#### Short problem:
Pick out every line below that contains the word "jersey" and copy each one.

#### Supplied data:
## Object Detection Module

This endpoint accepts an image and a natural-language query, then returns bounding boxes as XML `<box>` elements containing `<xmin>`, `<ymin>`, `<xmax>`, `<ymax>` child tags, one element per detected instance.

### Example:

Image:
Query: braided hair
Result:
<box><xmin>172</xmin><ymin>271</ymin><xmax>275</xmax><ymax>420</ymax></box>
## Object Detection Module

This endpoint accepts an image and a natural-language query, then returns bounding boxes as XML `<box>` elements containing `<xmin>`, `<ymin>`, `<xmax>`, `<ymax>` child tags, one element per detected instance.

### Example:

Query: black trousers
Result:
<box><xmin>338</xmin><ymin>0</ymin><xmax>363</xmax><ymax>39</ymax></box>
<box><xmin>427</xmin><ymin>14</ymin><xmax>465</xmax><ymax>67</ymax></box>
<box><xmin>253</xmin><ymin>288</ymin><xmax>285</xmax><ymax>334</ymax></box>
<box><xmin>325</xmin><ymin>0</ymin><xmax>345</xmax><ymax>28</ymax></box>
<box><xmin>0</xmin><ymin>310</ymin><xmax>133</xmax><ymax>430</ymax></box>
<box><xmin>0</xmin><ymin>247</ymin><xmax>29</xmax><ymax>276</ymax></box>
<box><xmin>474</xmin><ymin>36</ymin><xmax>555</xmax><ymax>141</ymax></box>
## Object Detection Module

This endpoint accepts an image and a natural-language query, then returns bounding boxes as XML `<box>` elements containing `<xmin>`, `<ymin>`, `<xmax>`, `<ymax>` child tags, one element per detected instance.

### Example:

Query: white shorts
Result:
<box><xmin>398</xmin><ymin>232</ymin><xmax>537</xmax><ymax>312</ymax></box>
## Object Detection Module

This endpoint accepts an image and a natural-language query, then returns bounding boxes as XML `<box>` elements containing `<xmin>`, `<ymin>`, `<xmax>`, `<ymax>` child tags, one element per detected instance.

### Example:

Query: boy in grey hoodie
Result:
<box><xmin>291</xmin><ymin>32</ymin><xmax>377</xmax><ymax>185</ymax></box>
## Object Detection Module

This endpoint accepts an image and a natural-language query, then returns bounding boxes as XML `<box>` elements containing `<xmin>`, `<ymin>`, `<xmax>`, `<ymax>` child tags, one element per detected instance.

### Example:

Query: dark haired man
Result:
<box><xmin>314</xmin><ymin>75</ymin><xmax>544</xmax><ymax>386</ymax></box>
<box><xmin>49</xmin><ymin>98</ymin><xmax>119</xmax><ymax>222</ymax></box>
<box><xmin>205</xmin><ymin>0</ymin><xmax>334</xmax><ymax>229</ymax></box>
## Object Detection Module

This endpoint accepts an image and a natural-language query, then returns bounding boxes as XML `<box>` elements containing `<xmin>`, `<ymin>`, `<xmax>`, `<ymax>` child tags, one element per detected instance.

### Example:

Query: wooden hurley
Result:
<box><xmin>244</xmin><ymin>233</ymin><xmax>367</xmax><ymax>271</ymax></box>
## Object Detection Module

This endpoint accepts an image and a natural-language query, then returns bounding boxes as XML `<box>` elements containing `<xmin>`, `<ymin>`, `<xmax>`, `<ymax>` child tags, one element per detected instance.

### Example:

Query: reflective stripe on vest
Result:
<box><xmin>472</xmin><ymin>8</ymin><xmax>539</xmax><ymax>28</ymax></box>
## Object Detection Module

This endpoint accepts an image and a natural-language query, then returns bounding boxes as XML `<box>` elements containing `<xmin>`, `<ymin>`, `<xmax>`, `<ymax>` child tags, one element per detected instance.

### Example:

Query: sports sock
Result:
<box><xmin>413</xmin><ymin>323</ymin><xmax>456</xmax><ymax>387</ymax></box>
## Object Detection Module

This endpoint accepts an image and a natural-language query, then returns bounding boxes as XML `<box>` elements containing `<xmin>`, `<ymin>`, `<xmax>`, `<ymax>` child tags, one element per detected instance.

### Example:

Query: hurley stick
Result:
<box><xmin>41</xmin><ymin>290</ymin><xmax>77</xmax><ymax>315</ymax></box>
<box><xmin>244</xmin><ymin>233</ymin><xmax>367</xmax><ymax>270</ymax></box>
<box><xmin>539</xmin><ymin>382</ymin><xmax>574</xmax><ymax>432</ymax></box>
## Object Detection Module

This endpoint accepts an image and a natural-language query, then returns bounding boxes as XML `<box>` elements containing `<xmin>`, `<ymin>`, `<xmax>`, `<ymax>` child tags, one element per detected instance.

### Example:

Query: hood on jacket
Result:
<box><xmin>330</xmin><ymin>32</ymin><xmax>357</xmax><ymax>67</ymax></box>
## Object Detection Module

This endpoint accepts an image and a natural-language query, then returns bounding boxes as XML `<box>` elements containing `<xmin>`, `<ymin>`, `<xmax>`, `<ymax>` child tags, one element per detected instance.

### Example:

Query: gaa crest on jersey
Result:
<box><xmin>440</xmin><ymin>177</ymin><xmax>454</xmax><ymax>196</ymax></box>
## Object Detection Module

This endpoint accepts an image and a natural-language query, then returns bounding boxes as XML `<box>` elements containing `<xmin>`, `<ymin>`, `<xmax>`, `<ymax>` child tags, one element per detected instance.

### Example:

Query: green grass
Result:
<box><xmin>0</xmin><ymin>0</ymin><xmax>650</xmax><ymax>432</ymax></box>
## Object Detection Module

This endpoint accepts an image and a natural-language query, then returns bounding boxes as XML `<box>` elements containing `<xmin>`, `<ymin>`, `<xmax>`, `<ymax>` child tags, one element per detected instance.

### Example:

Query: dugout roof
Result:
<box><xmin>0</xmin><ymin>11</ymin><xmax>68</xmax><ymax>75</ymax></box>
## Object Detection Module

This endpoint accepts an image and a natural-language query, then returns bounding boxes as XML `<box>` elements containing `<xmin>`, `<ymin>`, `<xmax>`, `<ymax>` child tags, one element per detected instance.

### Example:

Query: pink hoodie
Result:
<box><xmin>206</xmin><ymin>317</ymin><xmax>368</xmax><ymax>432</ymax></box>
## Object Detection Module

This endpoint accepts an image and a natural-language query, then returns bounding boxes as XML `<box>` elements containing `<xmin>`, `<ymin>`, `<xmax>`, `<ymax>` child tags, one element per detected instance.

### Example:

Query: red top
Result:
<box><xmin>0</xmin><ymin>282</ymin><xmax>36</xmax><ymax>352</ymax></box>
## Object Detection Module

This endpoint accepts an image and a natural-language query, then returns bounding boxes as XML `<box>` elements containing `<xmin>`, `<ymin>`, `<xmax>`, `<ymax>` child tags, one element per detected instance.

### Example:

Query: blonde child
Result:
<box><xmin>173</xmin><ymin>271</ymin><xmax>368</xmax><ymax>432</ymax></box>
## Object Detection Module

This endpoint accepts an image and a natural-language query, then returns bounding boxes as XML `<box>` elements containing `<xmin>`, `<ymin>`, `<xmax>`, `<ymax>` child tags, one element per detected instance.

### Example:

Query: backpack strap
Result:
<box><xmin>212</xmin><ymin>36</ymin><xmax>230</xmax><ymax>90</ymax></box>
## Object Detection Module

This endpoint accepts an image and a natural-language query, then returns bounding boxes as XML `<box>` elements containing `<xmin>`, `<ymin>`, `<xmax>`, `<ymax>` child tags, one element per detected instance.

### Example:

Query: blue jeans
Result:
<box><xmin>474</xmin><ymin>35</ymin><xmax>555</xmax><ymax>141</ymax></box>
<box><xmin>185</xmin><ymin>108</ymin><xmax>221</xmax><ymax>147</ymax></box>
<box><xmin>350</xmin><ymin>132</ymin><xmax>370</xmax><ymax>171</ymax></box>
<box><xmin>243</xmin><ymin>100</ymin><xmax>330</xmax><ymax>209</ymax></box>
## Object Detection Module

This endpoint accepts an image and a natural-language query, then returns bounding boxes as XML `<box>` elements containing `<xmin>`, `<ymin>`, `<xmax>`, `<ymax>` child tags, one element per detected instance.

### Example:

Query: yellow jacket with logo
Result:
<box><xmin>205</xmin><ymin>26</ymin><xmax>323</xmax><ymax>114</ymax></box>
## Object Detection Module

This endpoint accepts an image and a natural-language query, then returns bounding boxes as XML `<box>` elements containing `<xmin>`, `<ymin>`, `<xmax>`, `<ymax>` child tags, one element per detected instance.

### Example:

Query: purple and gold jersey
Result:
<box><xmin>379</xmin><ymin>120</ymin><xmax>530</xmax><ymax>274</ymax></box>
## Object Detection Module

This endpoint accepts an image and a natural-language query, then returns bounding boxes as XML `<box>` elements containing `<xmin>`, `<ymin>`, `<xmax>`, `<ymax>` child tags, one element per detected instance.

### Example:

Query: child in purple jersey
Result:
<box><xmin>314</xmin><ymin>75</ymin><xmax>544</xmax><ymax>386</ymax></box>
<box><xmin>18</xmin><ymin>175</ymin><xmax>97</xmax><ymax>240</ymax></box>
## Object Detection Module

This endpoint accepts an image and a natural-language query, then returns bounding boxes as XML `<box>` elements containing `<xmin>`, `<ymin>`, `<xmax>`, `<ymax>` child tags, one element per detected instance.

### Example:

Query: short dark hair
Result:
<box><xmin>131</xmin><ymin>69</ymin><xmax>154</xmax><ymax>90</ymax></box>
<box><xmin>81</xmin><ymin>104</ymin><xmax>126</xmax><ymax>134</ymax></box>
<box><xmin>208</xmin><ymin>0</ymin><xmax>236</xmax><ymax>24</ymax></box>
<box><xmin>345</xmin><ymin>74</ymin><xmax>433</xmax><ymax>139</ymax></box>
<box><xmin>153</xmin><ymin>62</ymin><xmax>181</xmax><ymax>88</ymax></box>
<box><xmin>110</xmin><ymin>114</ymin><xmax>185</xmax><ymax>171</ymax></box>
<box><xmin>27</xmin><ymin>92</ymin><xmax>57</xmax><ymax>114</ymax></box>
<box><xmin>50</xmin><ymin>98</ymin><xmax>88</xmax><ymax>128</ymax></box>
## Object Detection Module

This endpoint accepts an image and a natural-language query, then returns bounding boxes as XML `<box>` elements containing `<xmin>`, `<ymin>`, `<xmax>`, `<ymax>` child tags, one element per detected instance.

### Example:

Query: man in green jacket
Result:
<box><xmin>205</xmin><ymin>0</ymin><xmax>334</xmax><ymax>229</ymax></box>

#### Task answer:
Query: gaa crest on jersey
Query: purple and gold jersey
Query: child in purple jersey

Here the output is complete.